To be done »
Reproduce the lines below verbatim, from the line containing "with long dark" through the end of the lines, both ends included, and omit the pictures from your answer.

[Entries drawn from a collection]
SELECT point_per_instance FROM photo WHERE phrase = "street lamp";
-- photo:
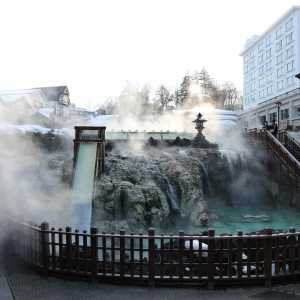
(278, 104)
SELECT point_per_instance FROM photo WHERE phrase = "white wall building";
(270, 63)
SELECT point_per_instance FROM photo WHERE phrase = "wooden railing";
(122, 257)
(278, 149)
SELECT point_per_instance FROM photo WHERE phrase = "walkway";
(295, 135)
(28, 283)
(5, 293)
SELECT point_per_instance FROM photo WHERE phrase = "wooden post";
(151, 266)
(45, 247)
(292, 251)
(122, 253)
(240, 255)
(181, 246)
(68, 248)
(94, 253)
(211, 260)
(268, 258)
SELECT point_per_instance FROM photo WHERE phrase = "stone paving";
(28, 283)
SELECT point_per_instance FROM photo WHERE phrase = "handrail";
(187, 258)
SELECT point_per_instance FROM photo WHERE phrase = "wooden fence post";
(45, 247)
(240, 255)
(268, 257)
(211, 260)
(151, 266)
(181, 253)
(94, 253)
(68, 248)
(122, 253)
(292, 250)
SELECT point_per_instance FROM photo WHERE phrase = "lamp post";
(278, 104)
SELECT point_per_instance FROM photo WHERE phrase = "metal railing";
(121, 257)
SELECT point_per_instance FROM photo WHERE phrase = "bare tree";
(162, 97)
(231, 97)
(108, 106)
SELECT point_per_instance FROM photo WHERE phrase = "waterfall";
(205, 179)
(172, 194)
(81, 203)
(235, 161)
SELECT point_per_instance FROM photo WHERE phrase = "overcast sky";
(94, 46)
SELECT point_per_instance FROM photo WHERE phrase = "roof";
(54, 93)
(15, 98)
(15, 92)
(273, 26)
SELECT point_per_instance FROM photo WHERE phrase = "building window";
(279, 45)
(269, 65)
(297, 111)
(289, 24)
(284, 114)
(290, 51)
(280, 85)
(280, 71)
(290, 65)
(261, 93)
(261, 70)
(279, 58)
(289, 37)
(269, 90)
(279, 32)
(261, 82)
(273, 117)
(290, 80)
(262, 120)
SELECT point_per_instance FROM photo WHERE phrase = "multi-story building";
(270, 62)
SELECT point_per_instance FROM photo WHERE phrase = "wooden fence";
(122, 257)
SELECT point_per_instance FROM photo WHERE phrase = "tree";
(231, 97)
(162, 97)
(108, 106)
(184, 89)
(205, 80)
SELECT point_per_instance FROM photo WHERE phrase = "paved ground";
(29, 284)
(5, 293)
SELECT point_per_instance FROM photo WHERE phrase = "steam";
(30, 189)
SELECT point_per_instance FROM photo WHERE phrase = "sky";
(94, 46)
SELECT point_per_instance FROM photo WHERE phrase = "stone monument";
(200, 140)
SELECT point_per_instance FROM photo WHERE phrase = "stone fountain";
(200, 140)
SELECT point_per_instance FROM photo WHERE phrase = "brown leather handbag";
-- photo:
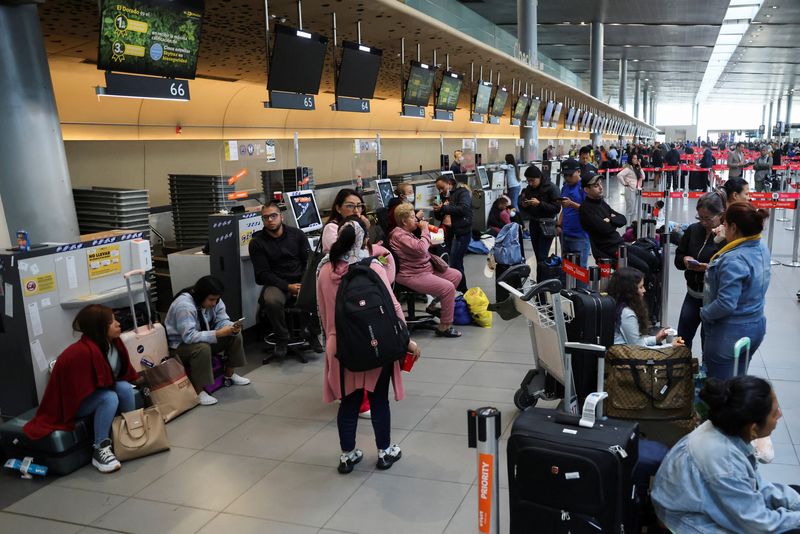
(139, 433)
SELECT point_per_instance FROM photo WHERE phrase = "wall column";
(35, 190)
(596, 55)
(528, 45)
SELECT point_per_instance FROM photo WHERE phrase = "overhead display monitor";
(419, 85)
(358, 72)
(303, 210)
(449, 91)
(499, 102)
(533, 110)
(520, 107)
(482, 98)
(384, 191)
(156, 37)
(548, 113)
(295, 65)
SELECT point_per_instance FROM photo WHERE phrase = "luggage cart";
(547, 313)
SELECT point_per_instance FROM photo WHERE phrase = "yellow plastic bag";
(478, 302)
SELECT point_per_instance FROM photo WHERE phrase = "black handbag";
(307, 296)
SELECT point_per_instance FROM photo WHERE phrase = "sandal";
(450, 332)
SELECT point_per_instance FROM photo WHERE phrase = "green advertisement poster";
(157, 37)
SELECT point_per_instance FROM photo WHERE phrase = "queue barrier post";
(483, 433)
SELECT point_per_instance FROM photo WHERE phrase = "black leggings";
(347, 419)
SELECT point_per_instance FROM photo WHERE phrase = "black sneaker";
(316, 346)
(103, 458)
(348, 460)
(387, 457)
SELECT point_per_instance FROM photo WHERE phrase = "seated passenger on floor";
(709, 481)
(632, 319)
(279, 254)
(198, 327)
(91, 376)
(417, 270)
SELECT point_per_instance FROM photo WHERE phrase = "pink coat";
(327, 286)
(331, 231)
(412, 252)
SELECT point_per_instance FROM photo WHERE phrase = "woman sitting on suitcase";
(709, 481)
(91, 376)
(632, 323)
(198, 327)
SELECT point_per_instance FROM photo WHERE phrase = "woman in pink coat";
(351, 247)
(416, 271)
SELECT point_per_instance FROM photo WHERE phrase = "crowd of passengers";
(709, 480)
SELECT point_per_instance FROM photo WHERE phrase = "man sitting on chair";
(279, 254)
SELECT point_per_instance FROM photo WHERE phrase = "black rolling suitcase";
(564, 478)
(593, 323)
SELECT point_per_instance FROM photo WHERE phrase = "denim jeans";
(718, 342)
(457, 252)
(690, 320)
(104, 404)
(347, 419)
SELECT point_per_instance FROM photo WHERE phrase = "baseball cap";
(570, 166)
(589, 178)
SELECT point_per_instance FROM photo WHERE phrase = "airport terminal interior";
(149, 145)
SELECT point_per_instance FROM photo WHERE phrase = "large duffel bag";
(650, 383)
(564, 478)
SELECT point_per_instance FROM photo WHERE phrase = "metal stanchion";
(483, 432)
(770, 236)
(796, 249)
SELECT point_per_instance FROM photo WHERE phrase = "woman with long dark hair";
(91, 376)
(198, 327)
(632, 323)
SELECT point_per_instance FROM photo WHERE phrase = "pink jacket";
(412, 252)
(627, 177)
(330, 232)
(327, 286)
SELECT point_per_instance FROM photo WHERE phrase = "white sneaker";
(237, 380)
(206, 399)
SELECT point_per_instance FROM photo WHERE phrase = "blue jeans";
(513, 195)
(458, 249)
(718, 343)
(690, 320)
(104, 404)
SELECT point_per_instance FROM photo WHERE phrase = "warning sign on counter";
(104, 261)
(35, 285)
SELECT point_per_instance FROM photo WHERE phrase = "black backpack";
(369, 335)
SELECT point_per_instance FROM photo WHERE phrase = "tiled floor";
(263, 460)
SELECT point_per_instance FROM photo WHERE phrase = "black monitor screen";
(419, 85)
(548, 112)
(482, 98)
(358, 72)
(156, 37)
(520, 106)
(297, 60)
(533, 110)
(305, 210)
(449, 91)
(499, 102)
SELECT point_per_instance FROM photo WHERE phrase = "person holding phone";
(694, 251)
(198, 327)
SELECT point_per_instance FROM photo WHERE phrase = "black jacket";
(603, 235)
(696, 244)
(547, 194)
(279, 261)
(459, 207)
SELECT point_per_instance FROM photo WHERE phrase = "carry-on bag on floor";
(593, 323)
(148, 341)
(566, 478)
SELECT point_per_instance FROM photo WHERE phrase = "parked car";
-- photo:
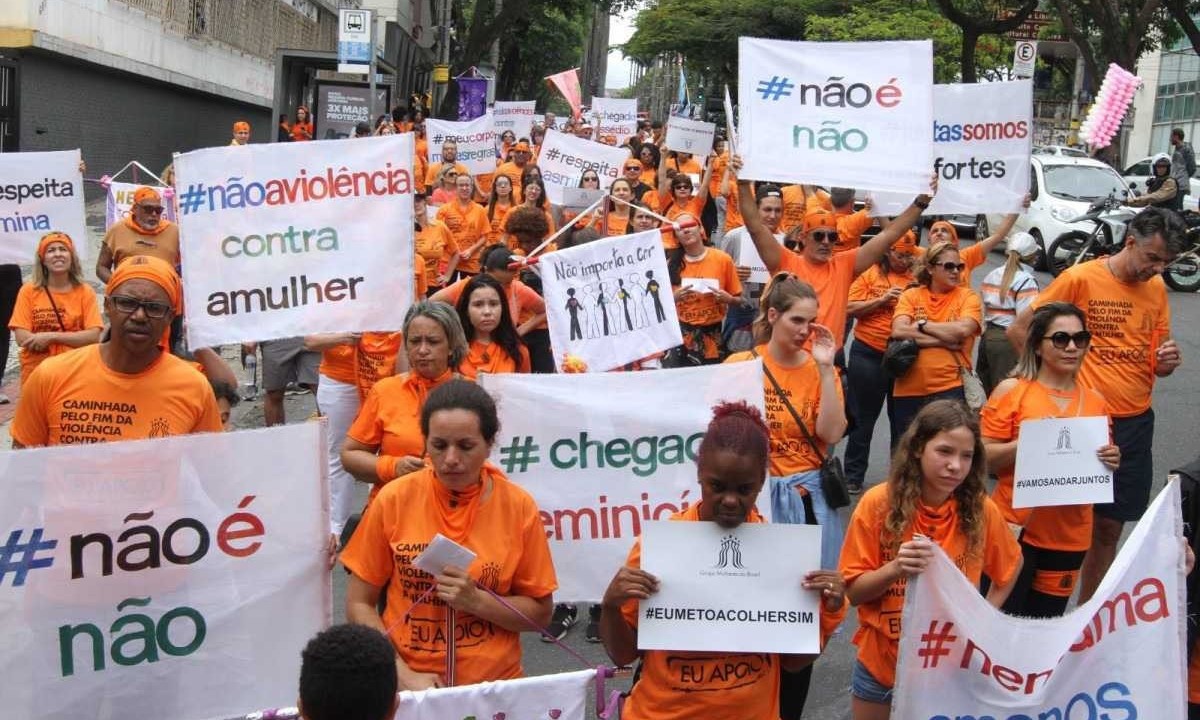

The completed task »
SELECT point_per_instance FROM photo WHERE phrase = "woman with long dark hair";
(91, 376)
(198, 327)
(632, 323)
SELECT point_per_instance FROM photo WHERE phrase = "pink jacket";
(412, 252)
(627, 177)
(330, 232)
(327, 286)
SELECT point_per_instance FROM photo WHERE phrase = "white sneaker";
(237, 380)
(206, 399)
SELECT point_per_instance FROM photo WHERE phrase = "blue jeans";
(513, 195)
(458, 249)
(718, 343)
(690, 320)
(104, 404)
SELECT point_per_instance FROM photo WHERE phrase = "warning sign on counter";
(104, 261)
(35, 285)
SELECT point_per_instance FROM photo WHERE phrase = "black backpack";
(369, 335)
SELECT point_per_instance FROM photo WHERE phrase = "tiled floor";
(263, 460)
SELECT point_per_instance FROM photo WHERE phrase = "black monitor screen";
(419, 85)
(548, 112)
(482, 98)
(358, 72)
(156, 37)
(520, 106)
(297, 60)
(533, 110)
(305, 210)
(449, 91)
(499, 102)
SELECT point_per_instance FROM photo WHERE phrase = "person holding phone";
(694, 251)
(198, 327)
SELECT point_per_instance FROM photo WHERE phrase = "black jacket";
(603, 235)
(696, 244)
(547, 194)
(279, 261)
(459, 207)
SELECT point_per_instance FROM photo WHERE phrase = "carry-on bag on floor";
(593, 323)
(148, 341)
(566, 478)
SELECT point_per_instance FROM photo WHERE phrase = "parked car";
-- photo:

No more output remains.